Published On 1 Jul 2025

United Kingdom Prime Minister Keir Starmer has won a key vote in Parliament on a signature plan to overhaul the country’s welfare system.

But the 335 to 260 House of Commons victory on Tuesday largely rang hollow, with Starmer forced to soften his promised cuts amid pushback from members of his own Labour Party, in what could represent a crisis for his leadership.

“Welfare reform, let’s be honest, is never easy, perhaps especially for Labour governments,” work and pensions minister Liz Kendall told Parliament on Tuesday, acknowledging the party infighting that had defined the debate.

Reporting from London, Al Jazeera’s Milena Veselinovic described the vote as a “victory in name only” for Starmer.

“His government was facing such a huge rebellion from his own Labour MPs that there was no chance that he could pass this bill in the form that it was originally laid out,” she said.

Starmer had ridden into office last year on the back of the largest parliamentary majority in UK history, currently holding 403 of 650 seats. That majority, he maintained, would help him avoid parliamentary dysfunction that had defined the body throughout years of Conservative rule.

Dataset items
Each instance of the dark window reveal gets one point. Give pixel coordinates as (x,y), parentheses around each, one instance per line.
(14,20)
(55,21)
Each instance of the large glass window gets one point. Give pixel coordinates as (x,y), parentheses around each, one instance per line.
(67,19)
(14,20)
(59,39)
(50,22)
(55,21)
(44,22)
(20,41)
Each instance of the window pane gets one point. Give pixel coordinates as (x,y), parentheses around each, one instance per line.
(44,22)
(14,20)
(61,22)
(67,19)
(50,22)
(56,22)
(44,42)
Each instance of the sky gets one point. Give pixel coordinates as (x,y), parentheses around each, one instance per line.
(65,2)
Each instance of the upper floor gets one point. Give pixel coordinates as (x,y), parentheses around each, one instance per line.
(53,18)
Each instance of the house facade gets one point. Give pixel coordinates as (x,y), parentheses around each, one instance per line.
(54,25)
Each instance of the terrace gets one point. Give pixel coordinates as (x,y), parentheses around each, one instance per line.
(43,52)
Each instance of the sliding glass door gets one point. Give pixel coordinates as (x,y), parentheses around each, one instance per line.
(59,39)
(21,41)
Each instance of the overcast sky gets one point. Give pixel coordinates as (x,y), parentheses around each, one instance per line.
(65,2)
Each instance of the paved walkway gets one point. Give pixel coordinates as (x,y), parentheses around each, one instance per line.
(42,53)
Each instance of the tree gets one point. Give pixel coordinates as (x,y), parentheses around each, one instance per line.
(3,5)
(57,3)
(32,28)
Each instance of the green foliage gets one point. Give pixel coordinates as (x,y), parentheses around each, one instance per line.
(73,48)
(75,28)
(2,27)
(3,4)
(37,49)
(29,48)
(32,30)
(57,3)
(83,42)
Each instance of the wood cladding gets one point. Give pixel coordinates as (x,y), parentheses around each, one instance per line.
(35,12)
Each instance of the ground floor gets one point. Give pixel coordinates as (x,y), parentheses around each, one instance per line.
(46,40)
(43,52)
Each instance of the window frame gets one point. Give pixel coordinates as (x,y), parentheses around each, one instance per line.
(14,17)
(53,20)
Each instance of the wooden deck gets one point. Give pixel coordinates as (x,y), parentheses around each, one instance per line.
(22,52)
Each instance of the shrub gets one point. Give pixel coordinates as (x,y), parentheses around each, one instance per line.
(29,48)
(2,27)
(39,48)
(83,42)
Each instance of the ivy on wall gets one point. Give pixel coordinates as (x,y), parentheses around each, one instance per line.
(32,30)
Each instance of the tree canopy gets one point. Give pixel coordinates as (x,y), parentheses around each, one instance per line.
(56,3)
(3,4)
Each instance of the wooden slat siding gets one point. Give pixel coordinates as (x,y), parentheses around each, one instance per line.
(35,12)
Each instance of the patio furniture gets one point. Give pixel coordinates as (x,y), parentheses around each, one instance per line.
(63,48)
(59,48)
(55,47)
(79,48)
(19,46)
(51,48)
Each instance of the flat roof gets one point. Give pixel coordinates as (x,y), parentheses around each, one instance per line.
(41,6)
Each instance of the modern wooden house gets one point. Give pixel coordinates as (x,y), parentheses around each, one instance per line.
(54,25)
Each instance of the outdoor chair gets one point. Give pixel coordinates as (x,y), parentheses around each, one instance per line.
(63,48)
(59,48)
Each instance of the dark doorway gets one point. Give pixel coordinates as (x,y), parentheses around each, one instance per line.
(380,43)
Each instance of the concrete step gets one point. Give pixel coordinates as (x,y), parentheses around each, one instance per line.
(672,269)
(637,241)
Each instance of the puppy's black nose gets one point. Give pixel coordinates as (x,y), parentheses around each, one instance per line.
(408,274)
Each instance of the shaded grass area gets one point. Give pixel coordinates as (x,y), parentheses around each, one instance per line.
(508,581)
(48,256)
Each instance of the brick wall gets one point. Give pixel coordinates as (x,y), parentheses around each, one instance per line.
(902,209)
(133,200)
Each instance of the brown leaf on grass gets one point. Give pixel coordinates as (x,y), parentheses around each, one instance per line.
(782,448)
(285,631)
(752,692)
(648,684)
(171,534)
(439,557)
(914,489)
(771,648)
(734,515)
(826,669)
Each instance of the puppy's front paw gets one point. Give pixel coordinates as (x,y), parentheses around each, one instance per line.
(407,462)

◆ **Your tasks**:
A) What was the House of Commons vote count on the welfare overhaul, according to the welfare vote article?
B) Extend the article on the UK welfare vote with the next part, picking up right after its last sentence.
The dataset items are not required for what follows.

◆ **Outputs**:
A) The vote was 335 to 260.

B)
But Starmer’s signature plan to trim down the UK’s ballooning welfare system soon ran into controversy, particularly when it came to disability benefits.

Starmer’s plan pitched raising the threshold for the benefits by requiring a higher threshold for physical or mental disability.

That prompted more than 120 Labour lawmakers to publicly say they would vote against the bill. They included Rachael Maskell, one of the leading opponents, who called the cuts “Dickensian” and said they “belong to a different era and a different party”.

In concessions to party members, the government backed down on implementing tougher eligibility rules for the payments until a wider review of the welfare system had been completed.

The government also pivoted to only have the reforms apply to future applicants, and not current claimants, as they initially sought.

While the government had at first hoped to save 5 billion pounds ($6.9bn) a year by 2030, the savings under the new plan is estimated to be closer to 2 billion pounds.

“This is a huge blow to the authority of Keir Starmer,” Al Jazeera’s Veselinovic said, “a prime minister who came into power on the back of a massive electoral landslide, who is now unable to pass what his government called flagship legislation without stripping it of nearly all its meaning.”